Exercise instructions = Exact copies are required of the lines from the line containing "Q: Pick out each instance of the pink" through the final line of the listing, both included, and of no other lines.

Extracted records =
## BEGIN

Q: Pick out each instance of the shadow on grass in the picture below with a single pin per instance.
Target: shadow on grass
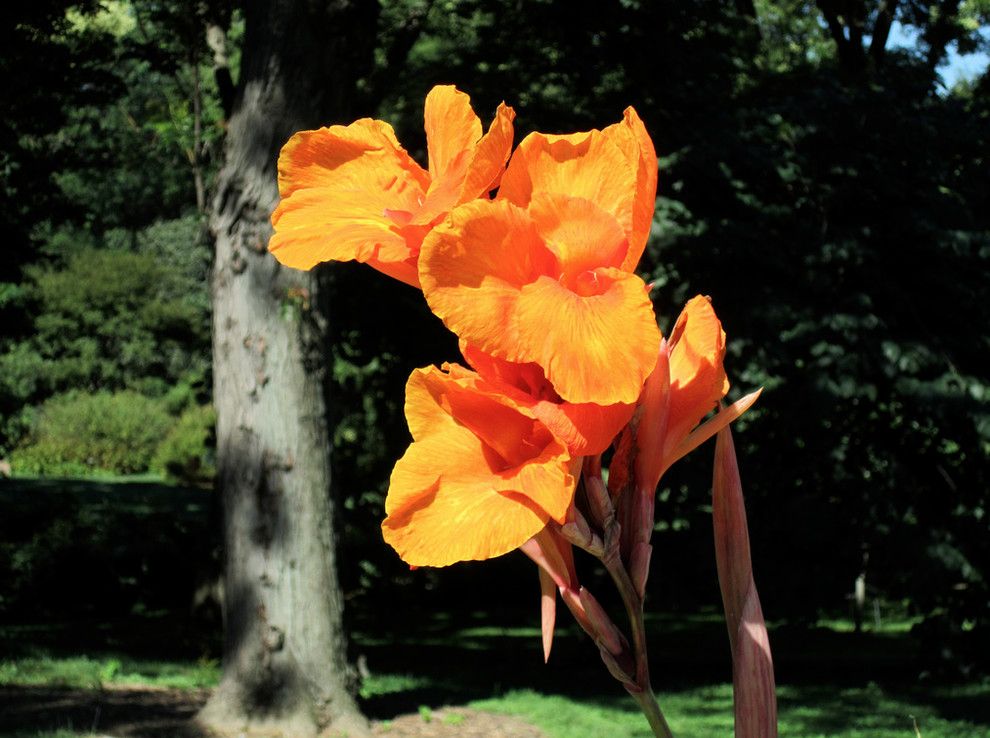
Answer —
(148, 713)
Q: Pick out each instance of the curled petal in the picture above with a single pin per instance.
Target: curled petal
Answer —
(579, 339)
(344, 189)
(490, 154)
(697, 377)
(632, 138)
(616, 169)
(464, 164)
(586, 428)
(489, 276)
(586, 165)
(452, 129)
(466, 488)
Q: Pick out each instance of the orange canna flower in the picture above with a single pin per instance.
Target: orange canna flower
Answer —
(687, 384)
(585, 428)
(615, 169)
(482, 476)
(353, 193)
(543, 274)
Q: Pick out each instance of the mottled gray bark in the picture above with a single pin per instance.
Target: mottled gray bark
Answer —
(284, 664)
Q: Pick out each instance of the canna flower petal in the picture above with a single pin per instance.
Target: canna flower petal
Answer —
(338, 187)
(688, 382)
(353, 193)
(585, 428)
(464, 164)
(488, 273)
(481, 477)
(452, 129)
(631, 136)
(697, 377)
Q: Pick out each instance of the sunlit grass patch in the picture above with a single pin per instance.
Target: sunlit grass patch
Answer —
(701, 712)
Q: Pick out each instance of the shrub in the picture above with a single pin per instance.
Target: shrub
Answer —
(77, 434)
(186, 453)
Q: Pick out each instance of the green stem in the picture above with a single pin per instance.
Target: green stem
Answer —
(642, 692)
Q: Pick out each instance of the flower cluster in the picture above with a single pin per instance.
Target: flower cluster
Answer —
(562, 354)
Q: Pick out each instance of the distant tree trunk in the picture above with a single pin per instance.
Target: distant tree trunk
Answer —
(284, 662)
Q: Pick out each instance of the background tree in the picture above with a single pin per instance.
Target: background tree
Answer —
(284, 648)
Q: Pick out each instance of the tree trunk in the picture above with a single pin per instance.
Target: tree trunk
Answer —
(284, 662)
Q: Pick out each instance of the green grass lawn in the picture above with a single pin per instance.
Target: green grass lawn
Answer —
(832, 682)
(696, 711)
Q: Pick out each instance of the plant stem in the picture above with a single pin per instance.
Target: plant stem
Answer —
(642, 692)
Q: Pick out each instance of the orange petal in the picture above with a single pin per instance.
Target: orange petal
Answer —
(586, 428)
(631, 137)
(489, 156)
(340, 186)
(581, 235)
(359, 154)
(452, 129)
(485, 274)
(590, 165)
(477, 168)
(595, 348)
(697, 378)
(452, 496)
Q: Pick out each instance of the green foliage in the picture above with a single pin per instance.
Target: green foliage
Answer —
(186, 453)
(87, 672)
(78, 434)
(699, 712)
(85, 551)
(107, 319)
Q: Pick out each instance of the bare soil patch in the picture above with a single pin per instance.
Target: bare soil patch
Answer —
(153, 712)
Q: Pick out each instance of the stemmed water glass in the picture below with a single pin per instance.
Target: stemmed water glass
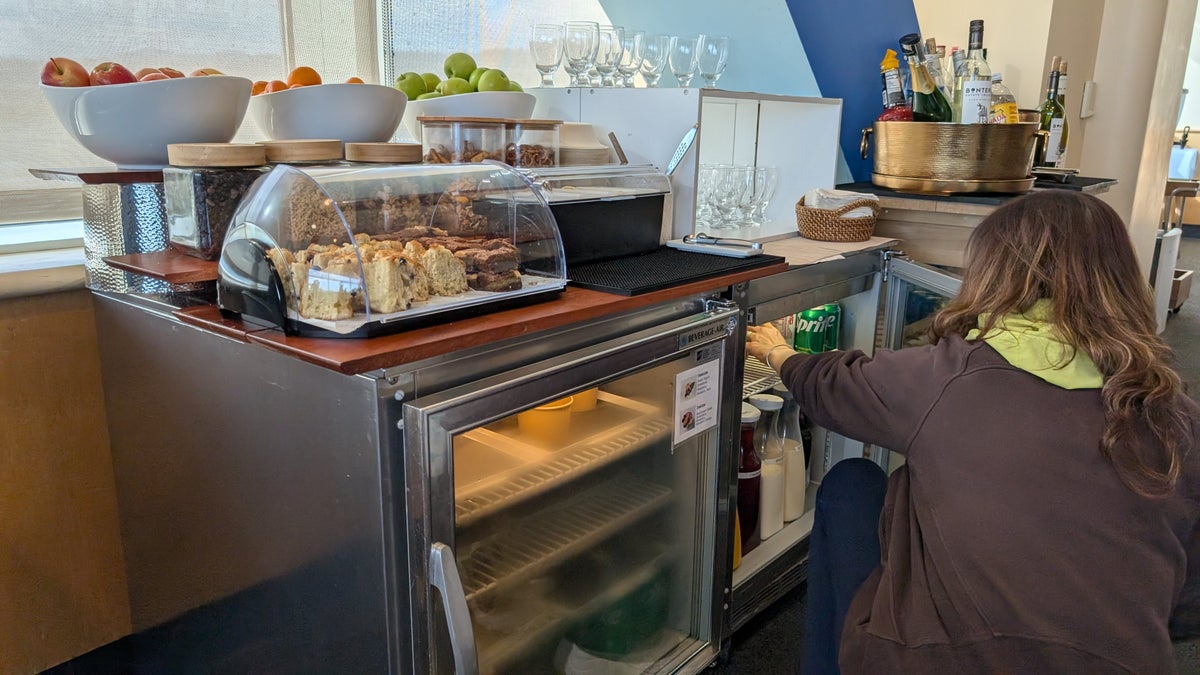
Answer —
(546, 46)
(609, 53)
(683, 58)
(580, 43)
(631, 57)
(655, 52)
(713, 53)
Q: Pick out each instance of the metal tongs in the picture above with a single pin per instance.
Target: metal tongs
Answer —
(701, 238)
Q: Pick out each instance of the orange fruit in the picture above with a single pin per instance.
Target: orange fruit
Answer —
(303, 75)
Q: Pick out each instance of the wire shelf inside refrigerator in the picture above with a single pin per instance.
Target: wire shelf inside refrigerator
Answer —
(757, 378)
(550, 537)
(540, 471)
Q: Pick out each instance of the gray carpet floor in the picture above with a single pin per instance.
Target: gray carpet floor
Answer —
(771, 643)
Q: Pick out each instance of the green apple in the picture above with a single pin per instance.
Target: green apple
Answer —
(412, 84)
(459, 65)
(474, 77)
(493, 81)
(455, 85)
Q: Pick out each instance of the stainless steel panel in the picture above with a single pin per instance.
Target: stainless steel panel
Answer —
(255, 501)
(490, 565)
(121, 220)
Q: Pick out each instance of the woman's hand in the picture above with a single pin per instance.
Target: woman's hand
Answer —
(766, 340)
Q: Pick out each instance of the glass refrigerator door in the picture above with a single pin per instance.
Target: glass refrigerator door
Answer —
(915, 293)
(573, 507)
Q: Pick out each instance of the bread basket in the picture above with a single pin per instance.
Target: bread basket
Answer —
(831, 225)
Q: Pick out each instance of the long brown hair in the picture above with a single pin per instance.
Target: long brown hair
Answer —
(1074, 250)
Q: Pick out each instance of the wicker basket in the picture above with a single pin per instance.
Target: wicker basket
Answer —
(827, 225)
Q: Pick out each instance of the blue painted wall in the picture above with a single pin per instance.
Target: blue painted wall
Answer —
(845, 41)
(792, 48)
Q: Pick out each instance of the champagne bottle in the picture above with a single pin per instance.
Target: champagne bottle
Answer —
(929, 103)
(1054, 123)
(972, 89)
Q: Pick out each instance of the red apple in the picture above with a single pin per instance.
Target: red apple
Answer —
(64, 72)
(111, 73)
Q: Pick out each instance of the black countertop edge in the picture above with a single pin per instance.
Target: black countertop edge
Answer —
(1078, 183)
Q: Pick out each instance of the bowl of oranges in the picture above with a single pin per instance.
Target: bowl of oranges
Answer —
(303, 106)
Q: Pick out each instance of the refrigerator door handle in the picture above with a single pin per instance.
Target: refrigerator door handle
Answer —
(444, 577)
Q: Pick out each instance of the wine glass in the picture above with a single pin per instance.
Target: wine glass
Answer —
(683, 58)
(546, 45)
(609, 53)
(580, 43)
(713, 53)
(765, 181)
(631, 58)
(655, 51)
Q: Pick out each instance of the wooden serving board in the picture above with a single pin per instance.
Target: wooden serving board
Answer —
(169, 266)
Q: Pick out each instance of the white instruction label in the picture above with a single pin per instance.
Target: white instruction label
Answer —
(697, 394)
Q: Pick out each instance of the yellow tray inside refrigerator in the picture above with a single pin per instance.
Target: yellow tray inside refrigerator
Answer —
(496, 467)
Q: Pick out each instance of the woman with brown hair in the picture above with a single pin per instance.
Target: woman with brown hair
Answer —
(1047, 517)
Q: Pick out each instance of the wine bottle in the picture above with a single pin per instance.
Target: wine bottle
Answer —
(929, 103)
(1062, 84)
(895, 106)
(1054, 123)
(972, 87)
(934, 64)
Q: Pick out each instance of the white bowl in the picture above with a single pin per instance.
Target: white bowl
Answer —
(509, 105)
(132, 124)
(352, 113)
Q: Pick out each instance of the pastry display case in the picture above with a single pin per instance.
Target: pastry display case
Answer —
(360, 251)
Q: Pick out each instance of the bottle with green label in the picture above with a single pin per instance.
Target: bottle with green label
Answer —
(1054, 123)
(929, 103)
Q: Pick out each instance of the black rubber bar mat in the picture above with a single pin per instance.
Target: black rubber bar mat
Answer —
(659, 269)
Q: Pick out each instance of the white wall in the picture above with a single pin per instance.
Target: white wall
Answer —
(1015, 34)
(1191, 115)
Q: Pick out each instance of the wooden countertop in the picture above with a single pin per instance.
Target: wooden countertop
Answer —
(358, 356)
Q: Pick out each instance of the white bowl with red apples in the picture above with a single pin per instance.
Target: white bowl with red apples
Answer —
(130, 123)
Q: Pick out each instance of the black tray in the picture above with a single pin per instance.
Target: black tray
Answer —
(655, 270)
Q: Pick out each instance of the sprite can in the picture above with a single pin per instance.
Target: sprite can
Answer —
(833, 327)
(810, 330)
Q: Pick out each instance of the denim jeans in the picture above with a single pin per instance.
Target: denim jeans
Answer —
(844, 549)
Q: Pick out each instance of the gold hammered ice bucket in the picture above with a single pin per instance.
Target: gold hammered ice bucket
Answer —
(919, 156)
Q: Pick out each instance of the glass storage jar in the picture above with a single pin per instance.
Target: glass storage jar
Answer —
(461, 139)
(533, 143)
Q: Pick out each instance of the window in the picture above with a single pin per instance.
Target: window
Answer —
(255, 39)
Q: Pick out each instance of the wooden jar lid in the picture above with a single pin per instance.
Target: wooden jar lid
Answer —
(311, 150)
(387, 153)
(228, 155)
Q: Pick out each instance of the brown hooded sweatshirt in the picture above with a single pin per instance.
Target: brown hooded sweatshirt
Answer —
(1008, 542)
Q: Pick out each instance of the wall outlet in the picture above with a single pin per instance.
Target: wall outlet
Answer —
(1087, 103)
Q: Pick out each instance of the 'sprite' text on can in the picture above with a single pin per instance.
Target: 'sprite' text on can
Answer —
(810, 329)
(833, 327)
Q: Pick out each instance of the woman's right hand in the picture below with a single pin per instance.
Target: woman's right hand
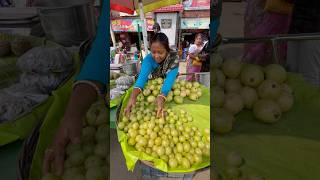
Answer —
(69, 131)
(130, 105)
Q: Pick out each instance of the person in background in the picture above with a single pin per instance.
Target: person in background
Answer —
(156, 28)
(89, 85)
(261, 22)
(194, 59)
(162, 62)
(304, 56)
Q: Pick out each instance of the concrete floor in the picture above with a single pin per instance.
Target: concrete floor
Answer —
(119, 171)
(231, 25)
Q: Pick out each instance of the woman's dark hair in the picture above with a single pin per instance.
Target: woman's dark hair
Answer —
(162, 39)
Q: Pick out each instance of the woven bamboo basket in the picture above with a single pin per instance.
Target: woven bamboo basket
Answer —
(148, 163)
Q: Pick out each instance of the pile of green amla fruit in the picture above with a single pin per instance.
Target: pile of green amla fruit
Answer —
(238, 86)
(181, 89)
(87, 160)
(172, 138)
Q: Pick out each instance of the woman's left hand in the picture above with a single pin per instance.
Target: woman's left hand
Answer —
(160, 104)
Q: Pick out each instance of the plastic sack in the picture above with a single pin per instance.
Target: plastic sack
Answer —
(45, 60)
(199, 109)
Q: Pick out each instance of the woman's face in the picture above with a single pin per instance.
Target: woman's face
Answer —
(198, 40)
(158, 52)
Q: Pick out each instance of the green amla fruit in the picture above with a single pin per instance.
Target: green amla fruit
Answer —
(50, 176)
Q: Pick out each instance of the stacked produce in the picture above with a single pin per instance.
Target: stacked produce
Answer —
(181, 89)
(43, 69)
(17, 46)
(88, 160)
(171, 138)
(123, 83)
(238, 86)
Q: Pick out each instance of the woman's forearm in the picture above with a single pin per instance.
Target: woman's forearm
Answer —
(135, 92)
(192, 56)
(82, 97)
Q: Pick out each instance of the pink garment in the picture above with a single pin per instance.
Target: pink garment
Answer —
(190, 68)
(271, 24)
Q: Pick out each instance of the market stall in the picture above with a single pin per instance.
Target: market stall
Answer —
(33, 69)
(272, 132)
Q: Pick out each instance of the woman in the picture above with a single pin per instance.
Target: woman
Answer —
(90, 83)
(260, 23)
(162, 62)
(194, 59)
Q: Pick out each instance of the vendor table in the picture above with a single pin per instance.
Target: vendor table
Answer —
(9, 155)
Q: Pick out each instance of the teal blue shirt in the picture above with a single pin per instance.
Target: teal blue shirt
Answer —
(96, 66)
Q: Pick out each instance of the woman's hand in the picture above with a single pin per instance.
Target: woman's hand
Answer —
(131, 104)
(132, 101)
(70, 127)
(160, 104)
(69, 131)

## END

Answer below =
Q: Pick out each instance of the pink garment in the picture above with a single pin per instance.
Target: pink garment
Answer —
(190, 68)
(271, 24)
Q: Pick out each instance of the market stall in the picture above with a single pin per instance.
Target: market stall
Answer —
(33, 69)
(272, 132)
Q: Pick out each instance of the woman in the picture above with a single pin per instance.
Target: woman
Answer —
(90, 83)
(260, 23)
(162, 62)
(194, 59)
Q: Pick out each instance of the vendor table in the picture above with a single pin per instance.
Target: vendor table
Answer —
(9, 155)
Q: Pick out each instance of the teal blue shirt in the picture above with a single pin per instance.
Target: teal blue shirt
Answer —
(96, 66)
Q: Pick out each instance of the woman's hand in the picture above with a single pin per instance.
Target: woman's hand
Answer —
(131, 104)
(132, 101)
(70, 127)
(160, 104)
(69, 131)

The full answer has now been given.